- Work instructions
The records below must be written out exactly, with every picture left behind.

(Object point labels)

--- begin ---

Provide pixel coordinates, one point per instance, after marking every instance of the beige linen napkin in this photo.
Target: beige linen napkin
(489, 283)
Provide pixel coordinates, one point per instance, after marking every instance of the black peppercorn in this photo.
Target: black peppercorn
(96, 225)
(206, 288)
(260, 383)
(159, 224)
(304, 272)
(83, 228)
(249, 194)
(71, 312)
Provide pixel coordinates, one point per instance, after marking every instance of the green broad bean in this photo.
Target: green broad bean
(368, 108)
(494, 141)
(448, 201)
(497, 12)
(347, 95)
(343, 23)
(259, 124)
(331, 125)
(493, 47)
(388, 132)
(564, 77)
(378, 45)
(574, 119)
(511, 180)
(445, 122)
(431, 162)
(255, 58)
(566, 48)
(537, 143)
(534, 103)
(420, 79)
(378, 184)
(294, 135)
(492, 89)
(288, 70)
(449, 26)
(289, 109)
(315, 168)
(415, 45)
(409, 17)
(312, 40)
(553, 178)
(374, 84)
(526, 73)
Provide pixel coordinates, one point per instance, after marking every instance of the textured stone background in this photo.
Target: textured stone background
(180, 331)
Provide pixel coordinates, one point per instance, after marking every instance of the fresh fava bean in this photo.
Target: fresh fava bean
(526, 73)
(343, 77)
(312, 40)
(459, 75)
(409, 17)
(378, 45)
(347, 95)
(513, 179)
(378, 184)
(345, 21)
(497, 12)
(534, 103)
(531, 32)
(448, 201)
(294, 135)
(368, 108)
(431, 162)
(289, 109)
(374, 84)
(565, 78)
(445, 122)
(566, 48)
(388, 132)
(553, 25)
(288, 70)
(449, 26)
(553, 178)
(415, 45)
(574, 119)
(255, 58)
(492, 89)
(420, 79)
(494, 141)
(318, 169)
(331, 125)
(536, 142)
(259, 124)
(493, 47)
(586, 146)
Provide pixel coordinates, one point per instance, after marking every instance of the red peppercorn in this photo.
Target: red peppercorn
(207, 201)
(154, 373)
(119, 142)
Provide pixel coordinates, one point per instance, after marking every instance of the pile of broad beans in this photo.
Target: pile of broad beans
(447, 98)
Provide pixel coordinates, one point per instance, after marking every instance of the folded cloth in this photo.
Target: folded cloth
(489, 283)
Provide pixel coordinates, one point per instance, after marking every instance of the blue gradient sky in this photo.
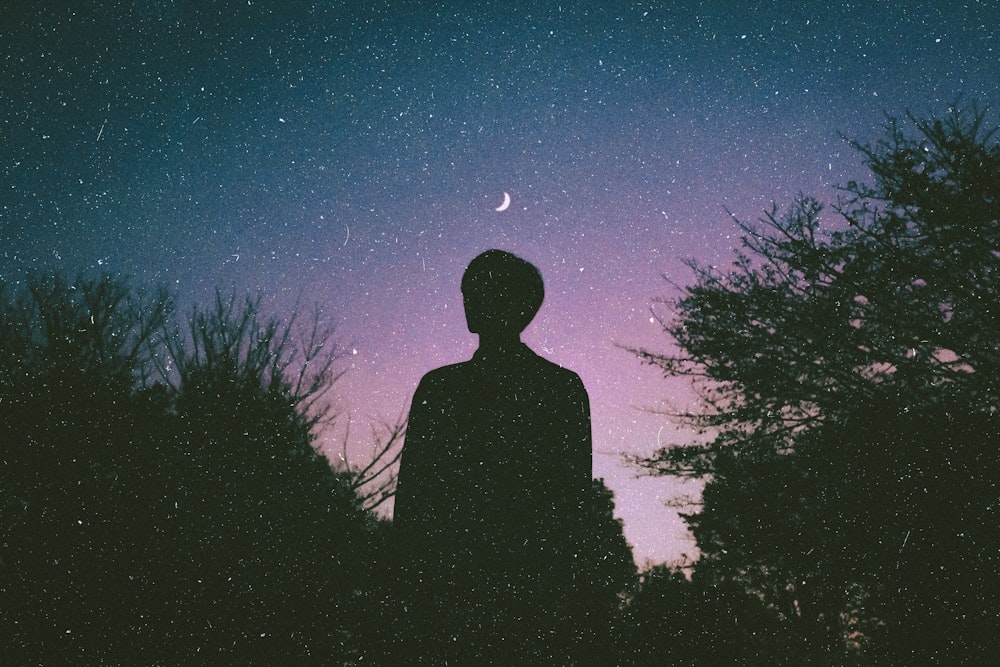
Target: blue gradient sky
(323, 153)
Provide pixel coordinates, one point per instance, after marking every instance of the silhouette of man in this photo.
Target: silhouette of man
(495, 471)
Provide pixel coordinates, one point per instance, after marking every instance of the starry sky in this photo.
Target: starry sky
(351, 155)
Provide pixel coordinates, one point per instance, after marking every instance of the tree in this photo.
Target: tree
(849, 395)
(77, 419)
(270, 548)
(161, 500)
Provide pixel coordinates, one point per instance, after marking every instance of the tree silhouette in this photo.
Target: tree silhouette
(162, 500)
(849, 391)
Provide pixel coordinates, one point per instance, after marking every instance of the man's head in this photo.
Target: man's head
(502, 293)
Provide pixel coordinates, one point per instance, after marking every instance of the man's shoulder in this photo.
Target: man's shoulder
(448, 374)
(552, 369)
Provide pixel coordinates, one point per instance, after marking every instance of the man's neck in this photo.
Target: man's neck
(498, 342)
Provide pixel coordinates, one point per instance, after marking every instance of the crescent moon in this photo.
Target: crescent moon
(506, 202)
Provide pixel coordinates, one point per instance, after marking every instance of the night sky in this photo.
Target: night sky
(352, 155)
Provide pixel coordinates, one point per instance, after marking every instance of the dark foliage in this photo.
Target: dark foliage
(849, 384)
(188, 521)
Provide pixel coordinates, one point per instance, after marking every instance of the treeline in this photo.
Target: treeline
(161, 497)
(162, 502)
(848, 371)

--- end ---

- Complete answer
Provide pixel coordinates, one point per instance, after marking every instance of the beige linen napkin in this photo.
Target: beige linen napkin
(489, 283)
Provide pixel coordinates, one point per instance, after marking every instance of the black peppercorn in this photo.
Target: black peppercorn
(96, 225)
(206, 288)
(260, 383)
(159, 224)
(304, 272)
(83, 228)
(249, 194)
(71, 312)
Provide pixel coordinates, one point per instance, after marking every instance of the green broad bean in this photo.
Target: green broad bean
(368, 108)
(494, 141)
(448, 201)
(497, 12)
(347, 95)
(343, 23)
(259, 124)
(331, 125)
(493, 47)
(388, 132)
(564, 77)
(378, 45)
(574, 119)
(511, 180)
(445, 122)
(431, 162)
(255, 58)
(566, 48)
(537, 143)
(534, 103)
(420, 79)
(378, 184)
(294, 135)
(492, 89)
(288, 70)
(449, 26)
(289, 109)
(315, 168)
(415, 45)
(409, 17)
(312, 40)
(553, 178)
(374, 84)
(526, 73)
Provide pixel coordinates, one point per instance, after marking every instance of the textured stone background in this photo.
Target: textured stone background
(180, 331)
Provide pixel coordinates, one point per instance, after marking every instance of the fresh fava bean in this photo.
Target: fresh fava bean
(526, 73)
(343, 77)
(312, 40)
(459, 75)
(409, 17)
(378, 45)
(347, 95)
(513, 179)
(378, 184)
(345, 21)
(497, 12)
(534, 103)
(531, 32)
(448, 201)
(294, 135)
(368, 108)
(431, 162)
(289, 109)
(374, 84)
(565, 78)
(445, 122)
(566, 48)
(388, 132)
(553, 25)
(288, 70)
(449, 26)
(553, 178)
(415, 45)
(574, 119)
(255, 58)
(492, 89)
(420, 79)
(494, 141)
(318, 169)
(331, 125)
(536, 142)
(259, 124)
(493, 47)
(586, 146)
Provide pixel coordinates, one point per instance, after marking every instance of the red peppercorn in this photo.
Target: red peppercorn
(207, 201)
(154, 373)
(119, 142)
Provide pixel coordinates, one point per instance, after marking every instance of the pile of broad beans in this photo.
Target: pile of broad beans
(447, 98)
Provide pixel coordinates, one point per instance, after marking every instance of the folded cloth in this photo.
Target: folded cloth
(489, 283)
Provide pixel coordinates, one point per instance, after marking every instance of the blue gradient sky in this photo.
Target: blue gradient sky
(323, 153)
Provide pixel coordinates, one point per instance, after marking every instance of the silhouette of man in this photo.
Target: silhouette of man
(495, 471)
Provide pixel coordinates, one point per instance, after marking every instance of the starry sky in this photo.
Target: starry sky
(351, 155)
Provide pixel coordinates, one point per instance, after marking every instance of the tree in this photo.
Target: tree
(849, 395)
(77, 419)
(270, 548)
(161, 500)
Provide pixel coordinates, one point per instance, after marking every instance of the tree silhouette in this photo.
Target: tree silhouette
(162, 500)
(849, 391)
Provide pixel coordinates, one point per instance, after marking every instance of the man's head in this photo.
Target: man's head
(502, 293)
Provide pixel coordinates, one point per instance, after marking every instance of the man's shoulder in this photo.
Target: man's shoulder
(448, 374)
(552, 369)
Provide pixel coordinates, one point per instance, after marking every instance of the man's neck in this photo.
Target: man's neck
(498, 342)
Provide pixel coordinates, one point per instance, after marking every instance of the crescent moon in this photo.
Target: crescent moon
(506, 202)
Provide pixel coordinates, one point per instance, after marking every instance of the night sky in this photo.
Target: night sky
(352, 155)
Provide pixel coordinates, one point per instance, after marking every instance of the dark foliage in this photo.
Target: dark foliage
(849, 384)
(188, 521)
Provide pixel coordinates, one point per instance, after marking every instance of the treeline in this photo.
Target: treeline
(161, 497)
(162, 502)
(848, 371)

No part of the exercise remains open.